Textauszug:
»»
Die Klägerin wurde am 22. September 2010 ins Handelsregister B des Amtsgerichts A ... – Registergericht – eingetragen (Handelsregisterauszug HRB. vom 5. November 2020).
Im Gesellschaftsvertrag vom 31. August 2010 war ferner unter anderem ausgeführt:
"§ 6 Veräußerung von Geschäftsanteilen 1) Zur Veräußerung oder Belastung von Geschäftsanteilen oder von Teilen von Geschäftsanteilen und zum Abschluss von Stimmrechtsbindungsverträgen ist die Zustimmung sämtlicher Gesellschafter erforderlich. Dies gilt auch für schuldrechtliche Vereinbarungen oder einseitige Verpflichtungen, die einer Abtretung wirtschaftlich gleichkommen, wie insbesondere Treuhandverträge sowie die Einräumung von Unterbeteiligungen. Die Zustimmung kann insbesondere davon abhängig gemacht werden, dass die Erwerber die weiteren Vereinbarungen, die zwischen den Gesellschaftern bestehen, gegen sich gelten lassen ... § 10 Gesellschafterversammlung 1) Beschlüsse der Gesellschaft werden mit einfacher Mehrheit der abgegebenen Stimmen gefasst, soweit nicht gesetzlich oder im Gesellschaftsvertrag andere Mehrheiten vorgeschrieben sind ... § 11 Einziehung von Geschäftsanteilen ... 2) Die Einziehung erfolgt durch Beschlussfassung der Gesellschafterversammlung mit einfacher Mehrheit der abgegebenen Stimmen. Der betroffene Gesellschafter hat dabei kein Stimmrecht ..."
Am 10. März 2011 schlossen die Klägerin und der Beigeladene zu 1 einen "Anstellungsvertrag für Gesellschafter-Geschäftsführer". Dort war unter anderem ausgeführt:
"§ 1 Geschäftsführungs- und Vertretungsbefugnis
1) Herr C ... wird mit Wirkung vom 1. September 2010 zum Geschäftsführer der Gesellschaft bestellt und ist berechtigt und verpflichtet, die Gesellschaft gerichtlich und außergerichtlich allein zu vertreten ... § 2 Zustimmungspflichtige Geschäfte
1) Die Befugnis des Geschäftsführers umfasst die Vornahme aller Maßnahmen, die der gewöhnliche Geschäftsbetrieb der Gesellschaft mit sich bringt.
««
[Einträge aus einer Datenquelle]
»»
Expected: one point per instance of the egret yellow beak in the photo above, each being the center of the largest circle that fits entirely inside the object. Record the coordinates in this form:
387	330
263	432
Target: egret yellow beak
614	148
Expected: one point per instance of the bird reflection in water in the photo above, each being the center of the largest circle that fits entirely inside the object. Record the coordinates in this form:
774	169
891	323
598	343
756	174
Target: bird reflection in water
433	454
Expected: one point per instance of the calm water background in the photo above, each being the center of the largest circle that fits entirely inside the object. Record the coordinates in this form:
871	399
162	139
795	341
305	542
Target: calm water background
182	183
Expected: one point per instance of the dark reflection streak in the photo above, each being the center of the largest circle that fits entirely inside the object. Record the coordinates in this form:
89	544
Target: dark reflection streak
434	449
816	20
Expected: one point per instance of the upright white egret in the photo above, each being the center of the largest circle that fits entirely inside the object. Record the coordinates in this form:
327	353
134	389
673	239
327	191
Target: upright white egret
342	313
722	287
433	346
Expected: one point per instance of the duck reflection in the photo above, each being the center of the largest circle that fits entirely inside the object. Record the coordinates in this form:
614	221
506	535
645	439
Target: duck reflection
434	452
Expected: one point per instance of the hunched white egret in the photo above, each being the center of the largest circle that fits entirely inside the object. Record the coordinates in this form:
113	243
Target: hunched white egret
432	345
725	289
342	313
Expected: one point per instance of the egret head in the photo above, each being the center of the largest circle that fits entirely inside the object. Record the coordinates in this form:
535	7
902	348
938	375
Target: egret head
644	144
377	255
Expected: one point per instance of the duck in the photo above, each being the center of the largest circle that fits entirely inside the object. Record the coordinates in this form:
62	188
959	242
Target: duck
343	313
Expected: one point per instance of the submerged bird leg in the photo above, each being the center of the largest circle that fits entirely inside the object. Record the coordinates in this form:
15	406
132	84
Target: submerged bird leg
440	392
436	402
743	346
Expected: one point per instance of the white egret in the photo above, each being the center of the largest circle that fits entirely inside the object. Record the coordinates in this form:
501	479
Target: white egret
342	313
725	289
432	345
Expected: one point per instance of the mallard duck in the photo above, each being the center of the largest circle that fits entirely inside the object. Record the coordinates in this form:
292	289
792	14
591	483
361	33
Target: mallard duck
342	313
««
Schriftliche Aufgabe 1: Nenne das Datum, an dem die Klägerin laut dem Textauszug ins Handelsregister eingetragen wurde.
Schriftliche Aufgabe 2: Aktualisiere im Textauszug den Abschnitt von „Am 10. März“ bis „mit sich bringt.“, indem du „Anstellungsvertrag“ durch „Dienstvertrag“ ersetzt.
Die Zeilen werden für die Bearbeitung nicht benötigt.

Antwort zur Aufgabe 1: Die Klägerin wurde am 22. September 2010 ins Handelsregister eingetragen.

Antwort zur Aufgabe 2:
Am 10. März 2011 schlossen die Klägerin und der Beigeladene zu 1 einen "Dienstvertrag für Gesellschafter-Geschäftsführer". Dort war unter anderem ausgeführt:
"§ 1 Geschäftsführungs- und Vertretungsbefugnis
1) Herr C ... wird mit Wirkung vom 1. September 2010 zum Geschäftsführer der Gesellschaft bestellt und ist berechtigt und verpflichtet, die Gesellschaft gerichtlich und außergerichtlich allein zu vertreten ... § 2 Zustimmungspflichtige Geschäfte
1) Die Befugnis des Geschäftsführers umfasst die Vornahme aller Maßnahmen, die der gewöhnliche Geschäftsbetrieb der Gesellschaft mit sich bringt.